About this exercise: All records given below must be printed word for word.

Records for processing:
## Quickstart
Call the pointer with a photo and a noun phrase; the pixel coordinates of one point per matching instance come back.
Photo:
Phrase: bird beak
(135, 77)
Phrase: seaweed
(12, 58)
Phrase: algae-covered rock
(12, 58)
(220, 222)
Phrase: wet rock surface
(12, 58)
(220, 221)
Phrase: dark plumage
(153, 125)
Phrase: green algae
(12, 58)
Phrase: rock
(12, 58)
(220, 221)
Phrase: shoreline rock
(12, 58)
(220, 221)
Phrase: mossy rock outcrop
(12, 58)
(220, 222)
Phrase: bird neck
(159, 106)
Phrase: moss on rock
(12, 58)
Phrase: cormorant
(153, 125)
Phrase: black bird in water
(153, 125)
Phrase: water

Exercise result:
## Quickstart
Call the pointer with a photo and a noun phrase; the pixel coordinates of one point per matching instance come back.
Photo:
Phrase: bird beak
(135, 77)
Phrase: seaweed
(12, 58)
Phrase: algae-covered rock
(12, 58)
(220, 222)
Phrase: wet rock surface
(12, 58)
(220, 221)
Phrase: dark plumage
(153, 125)
Phrase: green algae
(12, 58)
Phrase: rock
(12, 58)
(220, 221)
Phrase: shoreline rock
(12, 58)
(220, 221)
Phrase: mossy rock outcrop
(12, 58)
(220, 222)
Phrase: bird neck
(159, 106)
Phrase: moss on rock
(12, 58)
Phrase: cormorant
(153, 125)
Phrase: black bird in water
(153, 125)
Phrase: water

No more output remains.